*YOUR INSTRUCTIONS*
Write out the forum thread about fitting HID dipped-beam lights to an MR2 in full, keeping every character the same.

*DOCUMENT PASSAGE*
===

Just wondering if anyone has successfully fitted an HID conversion for the dipped beam to a 2003 revision MR2?

As the nights are closing in, I feel the need for better lighting. Usually would go for Osram Silverstars as I know they are very good, but as the '2 has projector dipped beams, an HID kit would make sense.

If anyone has done it, what kit did you go for?

Chris
Ex 2GR-FE roadster. Sold it. Idiot.  Now Jaguar XE-S 380. Officially over by the bins.

red_leicester

#1
Ummmm...

CLICKY
[size=84]Jez[/size]
[size=75]2001 Red MR2[/size]

Anonymous

#2
I'm also thinking of upgrading my 03 to HID - Dave's deal looks like a good one.
I'd imagine the light setup would be very similar to the celicas and I know for a fact many celica's have been HID'd

ChrisGB

#3
Quote from: "red_leicester"Ummmm...

CLICKY

I know, I know....

The question was has anybody successfully doent the conversion, my next question being how well did it work lighiting wise. The second thing is they are selling 6000K kits, I wanted 4300K - 4700K, the higher colour temp kits are not as bright.

The kits I have seen are at JBR performance. Dont know how good they are, but marketed as H7 replacement. I assume the prolex kit has a bulb that just plugs straight into the lamp housing? Some kits I understand have wires off the back of the bulb and wont fit the MR2 as it has an adapter for bulb positioning accuracy. With these (and I think the JBR ones are this kind) I would need to make an adapter for each housing, so going for the Prolex opnes (if they will do the lower colour temp bulbs) could be a better option.

Chris
Ex 2GR-FE roadster. Sold it. Idiot.  Now Jaguar XE-S 380. Officially over by the bins.

davidhowson

#4
Hi Chris.

===

Point placement records:

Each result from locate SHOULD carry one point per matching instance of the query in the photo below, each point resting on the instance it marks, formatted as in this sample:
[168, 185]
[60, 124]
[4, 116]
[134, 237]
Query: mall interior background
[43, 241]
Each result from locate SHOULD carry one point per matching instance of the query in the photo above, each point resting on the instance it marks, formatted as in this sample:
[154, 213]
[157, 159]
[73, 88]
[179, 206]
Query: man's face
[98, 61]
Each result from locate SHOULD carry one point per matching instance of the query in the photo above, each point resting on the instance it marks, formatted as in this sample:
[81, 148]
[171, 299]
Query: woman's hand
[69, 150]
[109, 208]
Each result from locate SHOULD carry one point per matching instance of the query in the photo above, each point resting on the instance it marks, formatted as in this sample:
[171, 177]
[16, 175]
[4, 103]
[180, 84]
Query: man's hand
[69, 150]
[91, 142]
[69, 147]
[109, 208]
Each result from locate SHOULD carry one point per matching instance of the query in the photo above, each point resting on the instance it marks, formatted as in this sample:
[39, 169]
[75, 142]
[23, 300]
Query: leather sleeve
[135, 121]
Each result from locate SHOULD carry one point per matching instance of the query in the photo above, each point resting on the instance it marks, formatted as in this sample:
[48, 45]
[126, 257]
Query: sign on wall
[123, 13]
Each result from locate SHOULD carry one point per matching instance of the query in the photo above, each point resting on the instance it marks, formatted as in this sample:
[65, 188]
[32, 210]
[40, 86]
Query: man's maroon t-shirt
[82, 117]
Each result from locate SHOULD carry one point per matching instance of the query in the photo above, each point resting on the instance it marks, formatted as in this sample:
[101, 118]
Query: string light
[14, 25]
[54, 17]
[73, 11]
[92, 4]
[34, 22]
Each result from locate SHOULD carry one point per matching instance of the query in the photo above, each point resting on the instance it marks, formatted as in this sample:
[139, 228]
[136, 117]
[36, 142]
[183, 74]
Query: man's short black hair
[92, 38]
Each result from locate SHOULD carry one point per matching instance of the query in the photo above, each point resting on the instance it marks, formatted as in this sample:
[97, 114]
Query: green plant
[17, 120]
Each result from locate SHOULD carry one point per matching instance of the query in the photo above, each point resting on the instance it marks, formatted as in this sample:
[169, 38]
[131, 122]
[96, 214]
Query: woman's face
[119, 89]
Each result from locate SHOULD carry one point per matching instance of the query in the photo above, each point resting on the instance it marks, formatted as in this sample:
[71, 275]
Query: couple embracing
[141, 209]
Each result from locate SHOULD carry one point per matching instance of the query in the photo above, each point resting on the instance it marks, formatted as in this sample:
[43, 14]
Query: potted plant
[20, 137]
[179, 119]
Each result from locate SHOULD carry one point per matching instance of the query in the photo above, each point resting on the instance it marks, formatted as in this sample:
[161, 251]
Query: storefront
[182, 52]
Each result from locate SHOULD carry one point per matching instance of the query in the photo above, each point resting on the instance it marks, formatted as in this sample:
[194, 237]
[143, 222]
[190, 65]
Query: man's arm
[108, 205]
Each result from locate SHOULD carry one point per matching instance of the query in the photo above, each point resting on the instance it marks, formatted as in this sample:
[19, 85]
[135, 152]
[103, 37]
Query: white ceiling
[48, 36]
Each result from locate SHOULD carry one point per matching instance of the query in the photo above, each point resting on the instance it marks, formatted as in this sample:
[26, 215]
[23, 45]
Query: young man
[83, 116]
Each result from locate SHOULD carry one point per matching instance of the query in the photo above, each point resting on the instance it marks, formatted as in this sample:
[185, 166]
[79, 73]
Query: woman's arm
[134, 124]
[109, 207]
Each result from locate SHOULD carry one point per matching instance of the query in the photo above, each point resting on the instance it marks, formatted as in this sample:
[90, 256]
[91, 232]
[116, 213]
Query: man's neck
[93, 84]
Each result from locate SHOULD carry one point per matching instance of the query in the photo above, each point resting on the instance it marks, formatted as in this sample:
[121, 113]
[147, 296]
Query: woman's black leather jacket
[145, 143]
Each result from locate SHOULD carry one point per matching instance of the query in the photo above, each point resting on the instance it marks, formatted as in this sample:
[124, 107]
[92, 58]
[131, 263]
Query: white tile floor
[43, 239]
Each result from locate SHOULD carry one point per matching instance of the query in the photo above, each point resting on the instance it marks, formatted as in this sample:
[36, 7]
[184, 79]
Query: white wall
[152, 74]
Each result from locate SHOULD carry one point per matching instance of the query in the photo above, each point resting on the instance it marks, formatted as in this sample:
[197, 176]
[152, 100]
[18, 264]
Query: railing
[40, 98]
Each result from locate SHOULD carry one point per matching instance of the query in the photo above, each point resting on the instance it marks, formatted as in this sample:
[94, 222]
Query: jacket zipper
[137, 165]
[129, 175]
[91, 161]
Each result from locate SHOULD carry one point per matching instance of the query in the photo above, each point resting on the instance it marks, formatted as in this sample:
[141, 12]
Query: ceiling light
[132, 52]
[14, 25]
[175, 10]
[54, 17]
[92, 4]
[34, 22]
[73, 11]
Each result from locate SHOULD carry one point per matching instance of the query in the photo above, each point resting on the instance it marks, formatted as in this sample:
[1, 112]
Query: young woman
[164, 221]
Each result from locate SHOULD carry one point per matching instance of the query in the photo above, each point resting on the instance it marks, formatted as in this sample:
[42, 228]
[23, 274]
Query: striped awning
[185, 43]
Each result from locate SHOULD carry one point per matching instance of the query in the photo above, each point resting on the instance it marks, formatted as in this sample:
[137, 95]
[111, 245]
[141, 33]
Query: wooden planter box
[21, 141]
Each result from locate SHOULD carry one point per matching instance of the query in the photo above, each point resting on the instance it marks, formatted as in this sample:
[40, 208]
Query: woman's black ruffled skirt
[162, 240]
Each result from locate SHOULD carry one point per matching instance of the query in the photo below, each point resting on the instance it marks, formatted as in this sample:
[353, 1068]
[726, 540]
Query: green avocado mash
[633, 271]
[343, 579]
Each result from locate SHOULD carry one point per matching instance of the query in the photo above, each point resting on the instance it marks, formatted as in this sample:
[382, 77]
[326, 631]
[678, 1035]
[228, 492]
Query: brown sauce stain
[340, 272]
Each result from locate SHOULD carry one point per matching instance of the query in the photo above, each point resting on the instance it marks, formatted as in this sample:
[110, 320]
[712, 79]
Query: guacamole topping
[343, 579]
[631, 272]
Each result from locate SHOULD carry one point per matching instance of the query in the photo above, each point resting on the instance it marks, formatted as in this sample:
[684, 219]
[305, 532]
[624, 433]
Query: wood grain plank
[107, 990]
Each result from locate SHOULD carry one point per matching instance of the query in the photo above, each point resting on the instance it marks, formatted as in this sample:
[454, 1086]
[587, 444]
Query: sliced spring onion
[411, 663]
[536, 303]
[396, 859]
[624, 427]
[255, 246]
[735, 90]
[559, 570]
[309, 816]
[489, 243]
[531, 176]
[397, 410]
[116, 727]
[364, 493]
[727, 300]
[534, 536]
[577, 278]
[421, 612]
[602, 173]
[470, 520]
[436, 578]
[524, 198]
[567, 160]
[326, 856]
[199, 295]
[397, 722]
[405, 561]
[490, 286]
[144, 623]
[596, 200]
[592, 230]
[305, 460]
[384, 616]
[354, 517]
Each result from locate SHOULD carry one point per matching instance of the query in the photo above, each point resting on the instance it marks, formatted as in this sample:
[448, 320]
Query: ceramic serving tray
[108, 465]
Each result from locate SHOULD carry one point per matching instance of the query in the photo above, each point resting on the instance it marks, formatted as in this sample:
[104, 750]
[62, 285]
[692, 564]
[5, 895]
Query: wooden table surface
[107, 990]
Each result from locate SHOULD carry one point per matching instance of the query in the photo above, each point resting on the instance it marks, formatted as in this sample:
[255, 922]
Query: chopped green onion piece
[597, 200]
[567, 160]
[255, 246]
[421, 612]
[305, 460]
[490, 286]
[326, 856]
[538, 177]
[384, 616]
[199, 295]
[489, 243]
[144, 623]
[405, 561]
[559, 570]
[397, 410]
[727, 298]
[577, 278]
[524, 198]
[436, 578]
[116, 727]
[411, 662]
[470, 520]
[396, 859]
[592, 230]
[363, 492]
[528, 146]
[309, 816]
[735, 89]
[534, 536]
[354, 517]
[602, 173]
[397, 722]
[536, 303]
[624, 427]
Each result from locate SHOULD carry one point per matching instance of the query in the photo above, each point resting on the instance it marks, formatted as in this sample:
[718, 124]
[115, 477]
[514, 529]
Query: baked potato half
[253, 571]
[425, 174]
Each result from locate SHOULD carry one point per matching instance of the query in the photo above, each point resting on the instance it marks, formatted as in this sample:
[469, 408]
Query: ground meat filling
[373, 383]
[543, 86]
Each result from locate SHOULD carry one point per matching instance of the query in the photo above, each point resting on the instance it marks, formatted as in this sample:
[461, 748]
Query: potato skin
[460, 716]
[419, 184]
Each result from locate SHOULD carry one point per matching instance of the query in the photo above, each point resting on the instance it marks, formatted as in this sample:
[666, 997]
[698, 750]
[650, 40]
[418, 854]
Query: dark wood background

===

*ANSWER TO THE PROBLEM*
Just wondering if anyone has successfully fitted an HID conversion for the dipped beam to a 2003 revision MR2?

As the nights are closing in, I feel the need for better lighting. Usually would go for Osram Silverstars as I know they are very good, but as the '2 has projector dipped beams, an HID kit would make sense.

If anyone has done it, what kit did you go for?

Chris
Ex 2GR-FE roadster. Sold it. Idiot.  Now Jaguar XE-S 380. Officially over by the bins.

red_leicester

#1
Ummmm...

CLICKY
[size=84]Jez[/size]
[size=75]2001 Red MR2[/size]

Anonymous

#2
I'm also thinking of upgrading my 03 to HID - Dave's deal looks like a good one.
I'd imagine the light setup would be very similar to the celicas and I know for a fact many celica's have been HID'd

ChrisGB

#3
Quote from: "red_leicester"Ummmm...

CLICKY

I know, I know....

The question was has anybody successfully doent the conversion, my next question being how well did it work lighiting wise. The second thing is they are selling 6000K kits, I wanted 4300K - 4700K, the higher colour temp kits are not as bright.

The kits I have seen are at JBR performance. Dont know how good they are, but marketed as H7 replacement. I assume the prolex kit has a bulb that just plugs straight into the lamp housing? Some kits I understand have wires off the back of the bulb and wont fit the MR2 as it has an adapter for bulb positioning accuracy. With these (and I think the JBR ones are this kind) I would need to make an adapter for each housing, so going for the Prolex opnes (if they will do the lower colour temp bulbs) could be a better option.

Chris
Ex 2GR-FE roadster. Sold it. Idiot.  Now Jaguar XE-S 380. Officially over by the bins.

davidhowson

#4
Hi Chris.